> _To be done_:
a: Answer these questions from the Chaucer biography:
(i) How many documents that mention Chaucer have historians used?
(ii) What was the occupation of Chaucer's father?
(iii) In what year was Chaucer ransomed?
b: Supply the next part of the Chaucer biography, continuing on from its final sentence.

BEGIN Selected text

Geoffrey Chaucer Biography (Masterpieces of World Literature, Critical Edition)

While historians have been able to reconstruct much about the life of Geoffrey Chaucer (CHAW-sur) from the 493 documents, mostly office records, that mention him, these documents cast light only on the public life of a prominent civil servant; not one refers to him as an author. That is not to say that he was not recognized or appreciated as a poet by his contemporaries: In Chaucer’s day, poetry was considered to be a leisure pastime of talented men, a valuable skill, but not in itself a career. Chaucer, too, probably thought of himself primarily in terms of his public duties rather than his poetry.

The exact date and even year of Chaucer’s birth are unknown; the year 1340 has become traditionally accepted, but 1343 may be a more accurate guess. He was probably born in London, where his parents, John and Agnes, held property. His father was a prosperous wine merchant with business ties to the court of King Edward III.

Despite his middle-class origins, he was to have a distinguished public career as a courtier, soldier, diplomat, and civil servant. No records of his early childhood or schooling have survived, but in 1357 Chaucer received an appointment to serve as a page in the household of Elizabeth de Burgh, countess of Ulster and wife of Edward III’s son Lionel, duke of Clarence. Chaucer apparently went along with Prince Lionel’s forces when England invaded France in 1359, was captured by the French, and then ransomed in 1360.

END Selected text
BEGIN Listed entries

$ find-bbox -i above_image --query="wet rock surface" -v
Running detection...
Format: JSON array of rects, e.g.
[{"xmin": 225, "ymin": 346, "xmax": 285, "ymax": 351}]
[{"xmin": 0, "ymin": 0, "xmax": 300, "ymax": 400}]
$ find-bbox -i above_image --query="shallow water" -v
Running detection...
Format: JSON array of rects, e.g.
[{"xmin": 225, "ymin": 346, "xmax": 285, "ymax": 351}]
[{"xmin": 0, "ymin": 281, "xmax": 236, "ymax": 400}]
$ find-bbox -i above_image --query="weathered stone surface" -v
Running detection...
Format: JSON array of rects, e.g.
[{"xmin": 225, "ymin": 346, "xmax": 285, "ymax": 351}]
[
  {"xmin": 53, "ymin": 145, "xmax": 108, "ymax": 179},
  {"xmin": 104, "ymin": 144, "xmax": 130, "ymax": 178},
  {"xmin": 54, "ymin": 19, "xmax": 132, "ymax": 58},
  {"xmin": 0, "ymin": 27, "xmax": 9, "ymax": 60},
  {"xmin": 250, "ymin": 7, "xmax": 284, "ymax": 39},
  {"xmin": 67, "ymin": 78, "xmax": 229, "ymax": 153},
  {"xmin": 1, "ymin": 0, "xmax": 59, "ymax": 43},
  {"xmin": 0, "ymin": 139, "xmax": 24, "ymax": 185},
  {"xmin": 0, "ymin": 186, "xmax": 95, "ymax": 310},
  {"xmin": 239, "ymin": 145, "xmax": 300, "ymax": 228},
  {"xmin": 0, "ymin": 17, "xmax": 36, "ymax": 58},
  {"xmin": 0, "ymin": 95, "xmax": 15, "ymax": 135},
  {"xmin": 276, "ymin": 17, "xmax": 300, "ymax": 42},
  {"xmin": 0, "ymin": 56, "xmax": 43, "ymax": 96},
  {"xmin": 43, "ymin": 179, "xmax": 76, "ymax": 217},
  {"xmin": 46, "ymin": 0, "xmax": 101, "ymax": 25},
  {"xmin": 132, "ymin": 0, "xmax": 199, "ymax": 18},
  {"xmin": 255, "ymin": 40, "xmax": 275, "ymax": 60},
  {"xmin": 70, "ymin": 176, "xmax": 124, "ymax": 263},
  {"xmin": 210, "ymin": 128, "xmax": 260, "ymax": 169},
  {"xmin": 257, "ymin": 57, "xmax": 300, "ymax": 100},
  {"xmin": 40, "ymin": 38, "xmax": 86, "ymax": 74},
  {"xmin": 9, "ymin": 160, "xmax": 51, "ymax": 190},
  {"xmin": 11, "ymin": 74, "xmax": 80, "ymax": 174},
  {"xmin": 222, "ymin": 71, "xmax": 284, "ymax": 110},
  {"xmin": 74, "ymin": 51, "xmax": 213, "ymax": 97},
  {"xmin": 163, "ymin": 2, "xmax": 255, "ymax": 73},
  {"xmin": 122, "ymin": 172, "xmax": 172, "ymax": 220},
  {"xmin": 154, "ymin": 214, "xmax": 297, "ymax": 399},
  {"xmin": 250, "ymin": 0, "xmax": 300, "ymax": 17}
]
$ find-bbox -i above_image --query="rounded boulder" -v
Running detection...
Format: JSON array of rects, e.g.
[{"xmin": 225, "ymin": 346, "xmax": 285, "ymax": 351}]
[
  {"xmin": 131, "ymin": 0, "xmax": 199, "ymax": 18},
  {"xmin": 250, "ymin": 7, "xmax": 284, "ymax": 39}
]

END Listed entries

> _Responses by task_:
a:
(i) 493
(ii) He was a prosperous wine merchant.
(iii) 1360

b:
No direct evidence survives concerning Chaucer’s activities between 1360 and 1366, but Thomas Speght, who edited Chaucer’s works in 1598, claimed to have seen records establishing that Chaucer was studying among the lawyers of the Inner Temple, one of the four great Inns of Court. As expensive academies for the sons of rich or noble families, the inns were more convenient than the universities for a grounding in common law because of their proximity to the law courts in Westminster and also because common law was studied in three languages, English, French, and Latin, at a time when only Latin was used at the universities. A period of study at one of the inns would account for the training in record keeping and legal procedures that would have been considered prerequisite for many of the posts that Chaucer later held.

In 1366 he married Philippa de Roet, a woman well above his own social class, the daughter of a knight and sister of Katherine Swynford. (Swynford was to become the mistress and eventually the third wife of Edward III’s son, John of Gaunt, duke of Lancaster, who would become one of the most powerful men in England.) About 1367, Chaucer began working as a member of the household of Edward III and was soon advanced from the status of yeoman to that of esquire (just below a knight). He apparently had no specific duties and may have been valuable to the household in part for his storytelling abilities. He was engaged in four diplomatic missions to France between 1366 and 1370, and an extended mission to Italy in 1372 and 1373. In 1374, having been made financially independent with a yearly grant and a rent-free house, he left the royal household and became controller of customs for the port of London. It was the first of a series of responsible administrative positions that he would hold through the reigns of three monarchs—a tribute both to his competence and to his ability to remain on good terms with the members of opposing factions.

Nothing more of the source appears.